* **EXERCISE PASSAGE**
Pew Report: Asian Americans Fastest Growing Group in the U.S.
File photo of Indian Americans chanting and cheering inside NRG Stadium ahead of a visit by Indian Prime Minister Narendra Modi on Sept. 22, 2019 in Houston, Texas. (Sergio Flores/Getty Images)
India-West Staff Reporter
The Pew Research Center April 9 unveiled a new report that shows Asian Americans recorded the fastest population growth rate among all racial and ethnic groups in the United States between 2000 and 2019.
The Asian population in the U.S. grew 81 percent during that span, from roughly 10.5 million to a record 18.9 million, according to the Pew Research Center analysis of U.S. Census Bureau population estimates, the last before 2020 census figures are released.
The research center adds in its news release that by 2060 the number of U.S. Asians is projected to rise to 35.8 million, more than triple their 2000 population.
Hispanics saw the second-fastest population growth between 2000 and 2019, followed by Native Hawaiians and Pacific Islanders at 70 percent and 61 percent, respectively. The nation’s Black population also grew during this period, albeit at a slower rate of 20 percent. There was virtually no change in the White population, the research found.
The growth of the Asian American population in the U.S. comes amid reports of discrimination and violence against this group since the start of the coronavirus outbreak, according to the release.
In a Pew Research Center survey conducted in early March 2021 – before the fatal shooting of six Asian women and two other people in the Atlanta area on March 16 – 87 percent of Asian Americans said there is a lot of or some discrimination against them in society, according to the release.
In a June 2020 survey, 31 percent of Asians reported they had been the subject of slurs or jokes since the COVID-19 outbreak began, and 26 percent said they had feared someone might threaten or physically attack them because of their race or ethnicity, Pew noted, adding that Asian adults in both surveys were interviewed in English only.
The average annual growth rate of the Asian American population in the U.S. has slowed since 2000. From 2000 to 2005, it grew by an average of 3.9 percent per year. It dropped to 3.1 percent per year between 2005 and 2010; remained at that level between 2010 and 2015; and then fell to 2.4 percent per year between 2015 and 2019, the release added.
Despite the slowdown, the U.S. Asian population has still had one of the highest growth rates of any major racial and ethnic group in most years since 2000.
The report adds that the Asian American population has increased in every state and the District of Columbia over the past two decades.
California had an Asian population of roughly 5.9 million in 2019, by far the nation’s largest. It was followed by New York (1.7 million), Texas (1.5 million), New Jersey (870,000) and Illinois (732,000). A majority of U.S. Asians (56 percent) live in these five states, the report continued.

* **SOURCE DATA**
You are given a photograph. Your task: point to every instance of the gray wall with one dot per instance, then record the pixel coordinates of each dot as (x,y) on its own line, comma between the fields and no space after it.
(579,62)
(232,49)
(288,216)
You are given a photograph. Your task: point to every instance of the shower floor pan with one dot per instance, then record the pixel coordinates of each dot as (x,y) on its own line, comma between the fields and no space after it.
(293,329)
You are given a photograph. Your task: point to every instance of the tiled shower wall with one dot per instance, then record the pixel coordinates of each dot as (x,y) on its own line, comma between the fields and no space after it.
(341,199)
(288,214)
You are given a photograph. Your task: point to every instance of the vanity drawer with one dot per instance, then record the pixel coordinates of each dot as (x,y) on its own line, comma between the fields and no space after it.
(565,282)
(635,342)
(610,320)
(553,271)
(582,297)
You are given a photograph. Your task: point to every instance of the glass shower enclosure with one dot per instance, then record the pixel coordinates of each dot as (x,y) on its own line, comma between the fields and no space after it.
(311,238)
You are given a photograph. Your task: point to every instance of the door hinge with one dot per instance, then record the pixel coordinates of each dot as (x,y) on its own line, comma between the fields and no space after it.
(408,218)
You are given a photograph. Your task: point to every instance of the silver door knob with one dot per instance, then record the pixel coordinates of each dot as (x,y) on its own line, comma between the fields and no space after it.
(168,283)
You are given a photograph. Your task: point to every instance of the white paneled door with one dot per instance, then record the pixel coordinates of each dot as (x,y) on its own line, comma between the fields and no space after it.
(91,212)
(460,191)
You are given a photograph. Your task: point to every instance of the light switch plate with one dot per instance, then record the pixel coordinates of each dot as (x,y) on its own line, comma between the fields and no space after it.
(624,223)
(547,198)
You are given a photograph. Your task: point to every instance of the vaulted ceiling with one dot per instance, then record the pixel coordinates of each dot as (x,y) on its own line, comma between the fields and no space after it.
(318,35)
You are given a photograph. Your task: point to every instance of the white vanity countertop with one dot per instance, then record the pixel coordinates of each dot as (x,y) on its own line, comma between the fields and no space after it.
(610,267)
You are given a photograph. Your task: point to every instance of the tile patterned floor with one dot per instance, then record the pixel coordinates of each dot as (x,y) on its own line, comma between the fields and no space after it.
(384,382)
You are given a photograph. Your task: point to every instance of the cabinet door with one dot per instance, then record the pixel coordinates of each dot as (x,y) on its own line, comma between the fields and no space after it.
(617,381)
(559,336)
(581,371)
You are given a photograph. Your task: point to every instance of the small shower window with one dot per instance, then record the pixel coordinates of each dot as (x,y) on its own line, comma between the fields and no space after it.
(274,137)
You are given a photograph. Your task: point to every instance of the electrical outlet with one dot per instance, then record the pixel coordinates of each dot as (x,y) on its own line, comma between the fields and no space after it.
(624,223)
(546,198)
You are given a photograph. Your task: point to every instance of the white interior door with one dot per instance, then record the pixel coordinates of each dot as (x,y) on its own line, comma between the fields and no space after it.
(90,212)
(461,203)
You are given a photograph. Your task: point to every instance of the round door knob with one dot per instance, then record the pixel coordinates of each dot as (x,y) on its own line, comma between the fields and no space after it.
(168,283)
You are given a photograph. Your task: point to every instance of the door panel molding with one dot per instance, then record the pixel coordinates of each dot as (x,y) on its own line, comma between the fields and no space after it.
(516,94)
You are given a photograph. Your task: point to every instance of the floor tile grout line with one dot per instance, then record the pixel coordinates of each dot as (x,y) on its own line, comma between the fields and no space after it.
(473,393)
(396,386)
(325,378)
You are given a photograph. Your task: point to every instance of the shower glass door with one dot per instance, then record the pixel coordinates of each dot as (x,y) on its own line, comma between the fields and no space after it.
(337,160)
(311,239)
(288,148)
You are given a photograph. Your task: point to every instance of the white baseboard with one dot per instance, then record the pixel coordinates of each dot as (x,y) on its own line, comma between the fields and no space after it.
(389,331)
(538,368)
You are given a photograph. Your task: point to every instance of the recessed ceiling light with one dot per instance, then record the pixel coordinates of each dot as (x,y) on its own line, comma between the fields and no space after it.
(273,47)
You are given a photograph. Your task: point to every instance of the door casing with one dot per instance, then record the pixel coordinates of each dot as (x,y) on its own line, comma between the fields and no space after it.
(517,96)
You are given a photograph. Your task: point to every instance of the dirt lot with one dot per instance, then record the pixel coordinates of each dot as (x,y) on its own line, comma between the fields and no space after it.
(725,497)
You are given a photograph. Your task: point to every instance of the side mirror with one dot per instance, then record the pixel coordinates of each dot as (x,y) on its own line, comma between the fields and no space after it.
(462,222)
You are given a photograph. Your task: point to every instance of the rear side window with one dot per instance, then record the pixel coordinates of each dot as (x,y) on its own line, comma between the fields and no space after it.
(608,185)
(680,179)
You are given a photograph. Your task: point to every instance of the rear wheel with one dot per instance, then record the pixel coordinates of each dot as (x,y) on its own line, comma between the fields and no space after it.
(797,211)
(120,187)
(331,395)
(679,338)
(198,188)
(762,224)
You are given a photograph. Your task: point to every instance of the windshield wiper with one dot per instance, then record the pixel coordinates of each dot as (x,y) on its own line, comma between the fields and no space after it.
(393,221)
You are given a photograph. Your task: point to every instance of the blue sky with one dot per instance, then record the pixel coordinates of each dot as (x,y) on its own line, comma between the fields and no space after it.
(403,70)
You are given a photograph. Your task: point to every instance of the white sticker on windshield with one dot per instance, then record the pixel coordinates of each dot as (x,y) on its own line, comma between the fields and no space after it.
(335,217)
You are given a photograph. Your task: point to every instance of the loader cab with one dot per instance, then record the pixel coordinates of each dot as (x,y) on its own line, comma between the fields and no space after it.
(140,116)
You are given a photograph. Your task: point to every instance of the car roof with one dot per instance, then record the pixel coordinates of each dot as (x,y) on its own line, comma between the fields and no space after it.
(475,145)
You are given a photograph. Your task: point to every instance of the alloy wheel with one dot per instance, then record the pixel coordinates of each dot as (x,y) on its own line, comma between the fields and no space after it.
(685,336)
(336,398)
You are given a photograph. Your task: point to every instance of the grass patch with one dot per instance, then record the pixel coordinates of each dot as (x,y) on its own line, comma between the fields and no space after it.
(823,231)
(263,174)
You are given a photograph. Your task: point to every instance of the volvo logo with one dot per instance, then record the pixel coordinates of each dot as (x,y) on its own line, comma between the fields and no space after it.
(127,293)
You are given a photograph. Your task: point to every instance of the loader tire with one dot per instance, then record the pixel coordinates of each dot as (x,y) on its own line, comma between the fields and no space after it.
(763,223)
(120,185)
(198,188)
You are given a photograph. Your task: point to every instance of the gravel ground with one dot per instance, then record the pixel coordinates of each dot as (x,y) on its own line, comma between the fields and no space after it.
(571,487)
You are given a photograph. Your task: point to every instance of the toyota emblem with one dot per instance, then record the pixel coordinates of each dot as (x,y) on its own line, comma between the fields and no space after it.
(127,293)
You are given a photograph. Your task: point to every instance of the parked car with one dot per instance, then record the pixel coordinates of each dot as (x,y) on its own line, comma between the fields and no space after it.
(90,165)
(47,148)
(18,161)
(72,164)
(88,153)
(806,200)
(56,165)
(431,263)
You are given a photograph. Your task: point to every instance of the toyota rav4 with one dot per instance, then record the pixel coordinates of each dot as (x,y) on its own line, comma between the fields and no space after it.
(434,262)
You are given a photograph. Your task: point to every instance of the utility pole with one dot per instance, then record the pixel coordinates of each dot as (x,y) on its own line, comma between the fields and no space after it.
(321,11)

* **WHAT IS BEING ASKED**
In the news story on Asian American population growth, how much did the Asian population in the U.S. grow between 2000 and 2019?

* **RESULT OF THE TASK**
It grew 81 percent, from roughly 10.5 million to a record 18.9 million.